▸ Instruction A:
Extract every line of the listing that contains the string "window".

▸ Excerpt to read:
****************
Moersch Easylith as Film Developer

Thu 2012.03.01
by brian hefele

ilford panf+ developed in moersch easylith paper developer.

For as long as I’ve been interested in photography, I’ve been particularly interested in the aesthetics of high-contrast photography. We were supposed to shoot 400TX in high school, I shot D3200 and made contact prints off of contact prints on the highest graded contrast paper I could find. Now, I find even 400TX to be too fast for my daily pursuits, and I work a hybrid system – developing film, but going digital for post-processing and printing. Digital contrast curves are designed to not be too harsh, but still don’t quite compare to grabbing that contrast in a chemical reaction. So, recently, I decided to try an experiment using lith developer designed for paper on film.

The lith process is a high-contrast process used in the graphics world, for line art and document copy type work. It is a process done in the print stage, using special lith developer, and generally working off of a prepared contact-printed large format lith negative. Lith developers can be rather complicated, coming in as many as five-part systems. Carefully choosing your ratios can dramatically change the end result, which allows for a lot of creative control, but also introduces a lot of room for failure. Moersch makes a two-part lith developer designed to take a lot of the guesswork out of the process, called Easylith. Since these developers are not designed for standard negative film, a lot of guesswork was already going to be involved, so for my experiment, I thought Easylith would be a good start. It’s also rather affordable – $14 at Freestyle Photo works out to just over a dollar a roll at the ratio I’m working in, as a one-shot. And that’s for the smallest (most expensive by volume) set of bottles available.

my first roll was extremely underdeveloped/underexposed.

With no guidance from the internet, my first roll was a failure. Negatives were incredibly thin, and when I was able to pull out an image,there was no major pop in contrast. I shot at box speed, used 5cc each of part A and B Easylith, developed at 25c for 10 minutes, agitating vigorously every 20 seconds. When developing paper in Easylith, one is recommended to extend development times, and agitate thoroughly, something I attempted to replicate on the film side. One shot that I had overzealously bracketed came out with decent density, and showed me that I was on the right track, I just needed to go harder. I shot my second roll at a 2 stop (give or take) pull, and used 8cc each of part A and B Easylith, agitating every 15 seconds. These negatives were very dense, and many of them very usable, yielding just the results I had hoped for.

The ‘give or take’ on my 2 stop pull is an important detail. The meter on the Pentax MX only goes down to EI/ISO 20. I was shooting PanF+, rated at 50, which is about a 1.5 stop pull when shot at EI 20. I compensated manually, but in several cases, had a gut instinct to pull even further, and so I compensated even further. My gut instinct was generally wrong, and many of my negatives were impossibly dense. For the sake of experimentation, this is good. I now know to meter for about a 2 stop pull, and trust that I’ll get an image, even if it doesn’t necessarily have the characteristics that I want.
****************
▸ Entries provided:
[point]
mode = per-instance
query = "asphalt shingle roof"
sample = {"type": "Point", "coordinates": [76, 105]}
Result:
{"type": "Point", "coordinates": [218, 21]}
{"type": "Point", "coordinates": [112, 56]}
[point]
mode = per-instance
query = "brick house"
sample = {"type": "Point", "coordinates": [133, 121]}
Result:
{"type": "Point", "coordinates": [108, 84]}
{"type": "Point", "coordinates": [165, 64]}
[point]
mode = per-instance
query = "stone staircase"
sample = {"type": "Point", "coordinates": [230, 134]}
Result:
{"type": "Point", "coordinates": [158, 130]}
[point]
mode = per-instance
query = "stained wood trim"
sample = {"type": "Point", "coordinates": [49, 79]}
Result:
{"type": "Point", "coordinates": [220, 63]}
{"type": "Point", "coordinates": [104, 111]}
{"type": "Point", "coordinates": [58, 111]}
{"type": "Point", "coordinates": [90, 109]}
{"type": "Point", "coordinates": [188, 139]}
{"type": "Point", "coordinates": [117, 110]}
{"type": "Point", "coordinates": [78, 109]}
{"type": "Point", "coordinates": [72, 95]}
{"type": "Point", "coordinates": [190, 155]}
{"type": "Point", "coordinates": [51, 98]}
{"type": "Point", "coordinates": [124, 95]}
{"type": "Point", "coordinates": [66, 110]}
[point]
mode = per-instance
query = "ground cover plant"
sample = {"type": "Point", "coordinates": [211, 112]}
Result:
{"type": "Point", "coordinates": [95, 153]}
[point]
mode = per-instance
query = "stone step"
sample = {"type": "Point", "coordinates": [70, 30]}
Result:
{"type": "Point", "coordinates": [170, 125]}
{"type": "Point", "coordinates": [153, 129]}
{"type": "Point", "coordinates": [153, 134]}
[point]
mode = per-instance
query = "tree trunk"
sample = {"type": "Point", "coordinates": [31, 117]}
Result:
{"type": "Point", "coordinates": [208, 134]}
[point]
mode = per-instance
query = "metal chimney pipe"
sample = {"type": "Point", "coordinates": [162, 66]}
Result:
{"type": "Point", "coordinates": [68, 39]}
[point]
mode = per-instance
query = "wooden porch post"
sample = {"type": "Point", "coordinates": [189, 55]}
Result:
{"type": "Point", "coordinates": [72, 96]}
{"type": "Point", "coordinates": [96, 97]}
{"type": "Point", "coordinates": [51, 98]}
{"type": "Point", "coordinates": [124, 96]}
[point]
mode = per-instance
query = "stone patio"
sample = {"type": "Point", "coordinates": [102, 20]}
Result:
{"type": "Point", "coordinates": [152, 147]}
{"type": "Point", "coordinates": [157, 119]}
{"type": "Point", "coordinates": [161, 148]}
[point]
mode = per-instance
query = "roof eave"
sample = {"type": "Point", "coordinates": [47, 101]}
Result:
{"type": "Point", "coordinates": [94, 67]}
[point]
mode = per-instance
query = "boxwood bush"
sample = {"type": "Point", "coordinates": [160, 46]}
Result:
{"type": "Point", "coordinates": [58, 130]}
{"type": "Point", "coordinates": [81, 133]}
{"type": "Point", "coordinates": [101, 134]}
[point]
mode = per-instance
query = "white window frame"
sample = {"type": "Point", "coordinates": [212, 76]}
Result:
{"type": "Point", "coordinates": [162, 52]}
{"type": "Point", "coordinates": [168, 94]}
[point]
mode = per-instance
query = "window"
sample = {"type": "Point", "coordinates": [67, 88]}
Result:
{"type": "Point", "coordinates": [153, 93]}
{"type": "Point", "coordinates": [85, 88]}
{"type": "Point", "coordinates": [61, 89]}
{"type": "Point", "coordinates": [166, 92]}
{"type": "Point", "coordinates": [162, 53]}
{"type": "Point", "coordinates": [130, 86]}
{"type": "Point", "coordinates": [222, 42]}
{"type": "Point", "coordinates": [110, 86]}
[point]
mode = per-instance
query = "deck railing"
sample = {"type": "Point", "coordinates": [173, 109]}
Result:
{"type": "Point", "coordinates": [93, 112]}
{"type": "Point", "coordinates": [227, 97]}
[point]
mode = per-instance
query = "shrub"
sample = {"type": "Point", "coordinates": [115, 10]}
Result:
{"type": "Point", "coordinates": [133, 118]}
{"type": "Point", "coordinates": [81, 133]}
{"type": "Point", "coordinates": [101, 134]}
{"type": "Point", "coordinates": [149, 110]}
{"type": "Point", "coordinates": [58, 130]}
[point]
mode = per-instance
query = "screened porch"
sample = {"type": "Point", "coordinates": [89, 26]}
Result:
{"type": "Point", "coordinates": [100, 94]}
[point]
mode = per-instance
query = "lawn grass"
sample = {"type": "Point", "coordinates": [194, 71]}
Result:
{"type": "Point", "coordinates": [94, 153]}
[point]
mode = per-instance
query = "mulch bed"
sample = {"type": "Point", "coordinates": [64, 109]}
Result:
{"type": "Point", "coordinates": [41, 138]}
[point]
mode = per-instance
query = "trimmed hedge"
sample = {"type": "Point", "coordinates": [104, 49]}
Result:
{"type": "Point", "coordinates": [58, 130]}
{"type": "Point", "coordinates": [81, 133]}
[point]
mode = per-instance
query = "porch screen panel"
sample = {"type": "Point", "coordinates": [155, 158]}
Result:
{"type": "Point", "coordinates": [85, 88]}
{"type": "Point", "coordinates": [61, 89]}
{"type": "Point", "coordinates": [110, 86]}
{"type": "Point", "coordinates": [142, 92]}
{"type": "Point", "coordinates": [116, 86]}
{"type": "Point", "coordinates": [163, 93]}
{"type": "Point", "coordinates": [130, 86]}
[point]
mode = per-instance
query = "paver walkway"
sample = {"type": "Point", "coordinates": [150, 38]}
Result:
****************
▸ Instruction B:
According to the Easylith post, what is the lowest EI/ISO the Pentax MX meter goes down to?

▸ Written solution A:
query = "white window frame"
query = "window"

▸ Written solution B:
EI/ISO 20.